Copy each of the following rows line for line, changing nothing.

Contour annotation rows

################

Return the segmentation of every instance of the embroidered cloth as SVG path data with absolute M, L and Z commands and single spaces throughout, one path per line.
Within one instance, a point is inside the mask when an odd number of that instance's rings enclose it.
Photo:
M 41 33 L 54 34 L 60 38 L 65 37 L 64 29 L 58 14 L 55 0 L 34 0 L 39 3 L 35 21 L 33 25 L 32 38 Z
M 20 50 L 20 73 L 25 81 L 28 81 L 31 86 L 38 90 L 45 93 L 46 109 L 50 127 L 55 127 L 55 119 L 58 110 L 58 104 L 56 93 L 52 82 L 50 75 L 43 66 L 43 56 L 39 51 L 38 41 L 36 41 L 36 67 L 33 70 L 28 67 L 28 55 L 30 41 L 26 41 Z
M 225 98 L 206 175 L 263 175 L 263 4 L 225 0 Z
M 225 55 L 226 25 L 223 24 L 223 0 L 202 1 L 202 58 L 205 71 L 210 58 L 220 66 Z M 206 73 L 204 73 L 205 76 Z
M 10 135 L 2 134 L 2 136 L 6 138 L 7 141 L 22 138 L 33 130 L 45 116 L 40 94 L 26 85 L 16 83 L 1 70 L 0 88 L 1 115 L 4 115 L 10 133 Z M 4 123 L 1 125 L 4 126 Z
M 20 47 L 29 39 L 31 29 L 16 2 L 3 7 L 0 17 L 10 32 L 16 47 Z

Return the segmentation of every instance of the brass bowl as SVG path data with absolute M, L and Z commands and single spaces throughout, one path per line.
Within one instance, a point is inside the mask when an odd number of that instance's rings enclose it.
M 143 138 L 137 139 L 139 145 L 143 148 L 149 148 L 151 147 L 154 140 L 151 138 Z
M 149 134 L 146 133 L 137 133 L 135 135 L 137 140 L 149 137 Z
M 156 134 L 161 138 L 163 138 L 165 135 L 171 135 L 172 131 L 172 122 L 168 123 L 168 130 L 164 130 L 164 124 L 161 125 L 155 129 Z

################

Exercise result:
Return the segmentation of every instance of the embroidered cloth as SVG path data with absolute M, L and Z commands and single spaces throughout, one path per line.
Within one instance, a point is inside the mask when an odd number of that instance's rings enclose it.
Photo:
M 41 33 L 54 34 L 60 38 L 65 37 L 64 29 L 58 14 L 55 0 L 34 0 L 39 3 L 35 21 L 33 25 L 32 38 Z
M 20 50 L 20 73 L 25 81 L 28 81 L 31 86 L 38 90 L 45 93 L 46 109 L 50 127 L 55 127 L 55 119 L 58 110 L 58 104 L 56 93 L 52 82 L 50 75 L 43 66 L 43 56 L 39 51 L 38 41 L 36 41 L 36 67 L 33 70 L 28 67 L 28 55 L 30 41 L 26 41 Z
M 225 98 L 206 175 L 263 175 L 263 4 L 225 0 Z
M 225 55 L 226 25 L 223 24 L 223 0 L 202 1 L 202 58 L 205 71 L 210 58 L 220 66 Z M 206 73 L 204 73 L 205 76 Z
M 10 135 L 2 134 L 2 136 L 6 138 L 7 141 L 22 138 L 33 130 L 45 116 L 40 94 L 26 85 L 16 83 L 1 70 L 0 88 L 1 115 L 4 115 L 10 133 Z M 4 123 L 1 125 L 4 126 Z
M 20 47 L 29 39 L 31 29 L 16 2 L 3 7 L 0 17 L 10 32 L 16 47 Z

Return the segmentation of every instance of the brass bowl as SVG path data with absolute M, L and Z commands and single spaces throughout, one path per line.
Within one instance, a point is inside the mask when an odd number of that instance's rings enclose it.
M 143 138 L 137 139 L 139 145 L 143 148 L 149 148 L 151 147 L 154 140 L 151 138 Z
M 149 134 L 146 133 L 137 133 L 135 135 L 137 140 L 149 137 Z
M 156 134 L 161 138 L 163 138 L 165 135 L 171 135 L 172 131 L 172 122 L 168 123 L 168 130 L 164 130 L 164 124 L 161 125 L 155 129 Z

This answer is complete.